**SUPPLIED PASSAGE:**

==============================

DRILL-6410: Memory leak in Parquet Reader during cancellation #1333

vrozov · 2018-06-25T06:30:35Z

@parthchandra @sachouche @ilooner Please review

sachouche

Looks good; thanks @vrozov for making the changes.

sachouche · 2018-06-26T17:24:22Z

...va-exec/src/main/java/org/apache/drill/exec/store/parquet/columnreaders/AsyncPageReader.java

-  private long totalPageValuesRead = 0;
-  private Object pageQueueSyncronize = new Object(); // Object to use to synchronize access to the page Queue.
-                                                     // FindBugs complains if we synchronize on a Concurrent Queue
+  private final ExecutableTasksLatch<AsyncPageReaderTask> executableTasksLatch;


The ExecutableTasksLatch replaces the ExecutorService for concurrent task manipulation:

Is this the recommended way moving forward?

There is no javadoc for the ExecutableTasksLatch; you need to document this new class APIs and execution semantics. This is especially true if we want to encourage the use of this implementation pattern.

ExecutableTasksLatch encapsulates ExecutorService for parallel tasks that require a synchronization point at cancellation. For all other tasks ExecutorService can be used directly.

I'll add more documentation after the first round of review.

The documentation would be useful for the reviewer too. It is easier to check the code if one knows what what guarantees ExecutableTasksLatch is supposed to provide.

Note that the class comment for AsyncPageReader needs to be updated too.

IMO, most of the time, the source code should document itself and java documentation is necessary for an API distributed as an already compiled library/jar.

I would prefer reviewers to point to obscure code rather than to rely on the documentation.

Waiting for a review comments helps to avoid inconsistency between the code and the documentation (quite a common problem) as usually code evolves faster and documentation lags behind.

I already added documentation for ExecutableTasksLatch and ExecutableTask.

I'll change comments for AsyncPageReader during rebase and merge conflict resolution.

I'm afraid I'm going to have to insist.

Please be more specific. Do you refer to AsyncPageReader doc? It was already changed during the merge conflict resolution.

priteshm · 2018-06-30T00:16:50Z

@ilooner can you also take a look at it?

ilooner · 2018-06-30T01:56:03Z

@priteshm will take a look monday.
@vrozov please fix conflict and travis failures.

vrozov · 2018-06-30T02:13:00Z

@ilooner I'll rebase after review. Travis CI failure is not related to the change, it failed due to the build exceeding Travis CI limit.

ilooner

@vrozov You put me in a tough spot :). After our last discussion I was under the impression that the majority of us were in agreement to use the approach outlined in #1257 with the exception of having a custom ExecutorService which would be removed.

The advantages of that approach were that we could delegate the complexity to the java concurrency library and have minimal maintenance overhead. With your approach we are reinventing the wheel to create our own version of concurrency classes that are already there. Considering how the first changes to PartitionerTask took 4 - 5 days of back and forth to resolve all the race conditions, we might be creating a lot of extra work for ourselves down the road with your approach.

==============================

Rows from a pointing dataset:
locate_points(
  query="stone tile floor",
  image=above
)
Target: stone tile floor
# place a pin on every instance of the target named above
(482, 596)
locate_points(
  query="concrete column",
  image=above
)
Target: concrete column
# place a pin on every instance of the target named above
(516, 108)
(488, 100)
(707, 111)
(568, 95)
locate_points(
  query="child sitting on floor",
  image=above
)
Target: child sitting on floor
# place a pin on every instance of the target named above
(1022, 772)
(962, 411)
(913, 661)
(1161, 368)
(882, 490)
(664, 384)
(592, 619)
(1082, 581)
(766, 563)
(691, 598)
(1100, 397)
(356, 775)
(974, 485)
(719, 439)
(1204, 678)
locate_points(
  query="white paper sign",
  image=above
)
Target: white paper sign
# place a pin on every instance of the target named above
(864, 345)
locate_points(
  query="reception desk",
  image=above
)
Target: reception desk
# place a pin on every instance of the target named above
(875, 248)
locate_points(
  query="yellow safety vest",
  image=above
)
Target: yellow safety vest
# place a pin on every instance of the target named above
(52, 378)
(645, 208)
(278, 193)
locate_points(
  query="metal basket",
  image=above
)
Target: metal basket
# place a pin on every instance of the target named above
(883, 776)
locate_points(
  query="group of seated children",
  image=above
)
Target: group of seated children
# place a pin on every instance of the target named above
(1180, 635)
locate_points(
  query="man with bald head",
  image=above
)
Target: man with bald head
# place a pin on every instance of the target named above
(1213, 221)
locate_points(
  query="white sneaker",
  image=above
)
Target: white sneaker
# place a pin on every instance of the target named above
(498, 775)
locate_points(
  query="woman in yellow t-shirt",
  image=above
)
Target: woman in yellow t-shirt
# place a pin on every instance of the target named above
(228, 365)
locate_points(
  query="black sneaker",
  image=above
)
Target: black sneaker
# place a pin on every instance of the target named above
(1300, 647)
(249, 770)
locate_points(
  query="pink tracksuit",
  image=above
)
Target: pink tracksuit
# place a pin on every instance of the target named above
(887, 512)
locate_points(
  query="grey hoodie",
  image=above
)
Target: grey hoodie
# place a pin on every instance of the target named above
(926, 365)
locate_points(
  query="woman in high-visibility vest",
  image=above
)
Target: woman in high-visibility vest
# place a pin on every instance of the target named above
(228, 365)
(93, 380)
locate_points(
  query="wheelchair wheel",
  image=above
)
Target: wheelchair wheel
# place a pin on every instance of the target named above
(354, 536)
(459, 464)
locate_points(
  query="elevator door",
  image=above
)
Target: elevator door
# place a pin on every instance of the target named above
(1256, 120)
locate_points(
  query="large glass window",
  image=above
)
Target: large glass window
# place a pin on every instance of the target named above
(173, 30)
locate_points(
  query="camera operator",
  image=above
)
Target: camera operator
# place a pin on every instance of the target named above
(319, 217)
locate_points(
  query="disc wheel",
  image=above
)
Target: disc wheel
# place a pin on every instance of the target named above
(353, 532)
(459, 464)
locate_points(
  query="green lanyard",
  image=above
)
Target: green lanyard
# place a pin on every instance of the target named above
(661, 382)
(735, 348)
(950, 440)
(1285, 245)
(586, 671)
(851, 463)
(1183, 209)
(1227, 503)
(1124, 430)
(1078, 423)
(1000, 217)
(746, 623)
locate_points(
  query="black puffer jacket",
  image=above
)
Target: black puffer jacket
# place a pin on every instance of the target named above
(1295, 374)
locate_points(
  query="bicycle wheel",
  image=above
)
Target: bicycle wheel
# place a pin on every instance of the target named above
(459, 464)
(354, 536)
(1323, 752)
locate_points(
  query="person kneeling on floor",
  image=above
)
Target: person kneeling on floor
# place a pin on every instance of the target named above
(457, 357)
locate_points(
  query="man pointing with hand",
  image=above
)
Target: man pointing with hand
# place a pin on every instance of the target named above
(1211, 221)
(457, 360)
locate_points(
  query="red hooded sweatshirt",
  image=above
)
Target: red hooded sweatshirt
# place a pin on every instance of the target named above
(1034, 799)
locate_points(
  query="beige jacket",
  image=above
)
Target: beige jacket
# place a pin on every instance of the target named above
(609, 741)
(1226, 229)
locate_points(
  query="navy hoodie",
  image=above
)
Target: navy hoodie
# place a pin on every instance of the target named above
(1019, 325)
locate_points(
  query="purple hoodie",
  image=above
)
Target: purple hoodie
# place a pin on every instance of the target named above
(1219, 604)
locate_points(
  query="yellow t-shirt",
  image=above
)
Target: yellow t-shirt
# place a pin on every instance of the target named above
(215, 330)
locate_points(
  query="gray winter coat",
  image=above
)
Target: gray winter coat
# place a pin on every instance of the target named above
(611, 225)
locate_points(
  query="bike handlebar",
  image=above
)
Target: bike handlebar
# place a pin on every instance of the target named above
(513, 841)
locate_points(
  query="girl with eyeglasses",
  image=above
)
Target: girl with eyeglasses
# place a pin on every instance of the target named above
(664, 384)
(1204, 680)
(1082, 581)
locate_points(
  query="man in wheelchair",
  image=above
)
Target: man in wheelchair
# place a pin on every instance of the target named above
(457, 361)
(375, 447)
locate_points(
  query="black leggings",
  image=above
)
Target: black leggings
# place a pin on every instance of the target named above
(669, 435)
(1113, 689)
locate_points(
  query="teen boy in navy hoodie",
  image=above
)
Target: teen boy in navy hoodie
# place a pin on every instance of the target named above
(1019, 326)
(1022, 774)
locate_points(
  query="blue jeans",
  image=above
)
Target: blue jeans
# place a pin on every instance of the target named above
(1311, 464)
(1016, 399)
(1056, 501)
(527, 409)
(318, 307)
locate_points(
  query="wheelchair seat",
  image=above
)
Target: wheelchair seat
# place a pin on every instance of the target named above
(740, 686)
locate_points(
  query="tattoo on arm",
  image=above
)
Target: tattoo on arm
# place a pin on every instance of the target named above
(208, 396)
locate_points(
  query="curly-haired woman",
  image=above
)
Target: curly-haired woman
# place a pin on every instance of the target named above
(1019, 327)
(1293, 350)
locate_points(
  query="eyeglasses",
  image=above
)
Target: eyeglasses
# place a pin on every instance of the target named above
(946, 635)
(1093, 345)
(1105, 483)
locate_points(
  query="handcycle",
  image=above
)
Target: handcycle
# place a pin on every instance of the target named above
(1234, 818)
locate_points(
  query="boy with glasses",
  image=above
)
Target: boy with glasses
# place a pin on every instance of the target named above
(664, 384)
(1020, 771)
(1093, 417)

==============================

**WORK TO COMPLETE:**
1. In the DRILL-6410 thread, what reason is given for the Travis CI failure?
2. Quote everything from "I'll add more" down to "ExecutableTasksLatch and ExecutableTask." in the DRILL-6410 thread.
3. Put this sentence from the DRILL-6410 thread into Spanish: "I would prefer reviewers to point to obscure code rather than to rely on the documentation."
These rows have nothing to do with the work here.

**RESULTS BY TASK:**
1. The build went over the Travis CI limit.

2.
I'll add more documentation after the first round of review.

The documentation would be useful for the reviewer too. It is easier to check the code if one knows what what guarantees ExecutableTasksLatch is supposed to provide.

Note that the class comment for AsyncPageReader needs to be updated too.

IMO, most of the time, the source code should document itself and java documentation is necessary for an API distributed as an already compiled library/jar.

I would prefer reviewers to point to obscure code rather than to rely on the documentation.

Waiting for a review comments helps to avoid inconsistency between the code and the documentation (quite a common problem) as usually code evolves faster and documentation lags behind.

I already added documentation for ExecutableTasksLatch and ExecutableTask.

3. Preferiría que los revisores señalaran el código poco claro en lugar de depender de la documentación.